| Stored records |
_____
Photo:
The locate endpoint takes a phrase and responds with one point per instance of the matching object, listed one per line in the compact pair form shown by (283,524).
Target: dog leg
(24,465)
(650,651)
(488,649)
_____
| Task to carry out |
Rewrite the listing above as a two-column CSV with the headers input and output, one row for each input. Put each value in a single quoted field, and turn its line breaks into spaces.

| Output |
input,output
"Photo: The locate endpoint takes a phrase and responds with one point per instance of the matching object, listed one per line in the compact pair form shown by (283,524). Target: dog leg","(24,465) (650,651) (488,649)"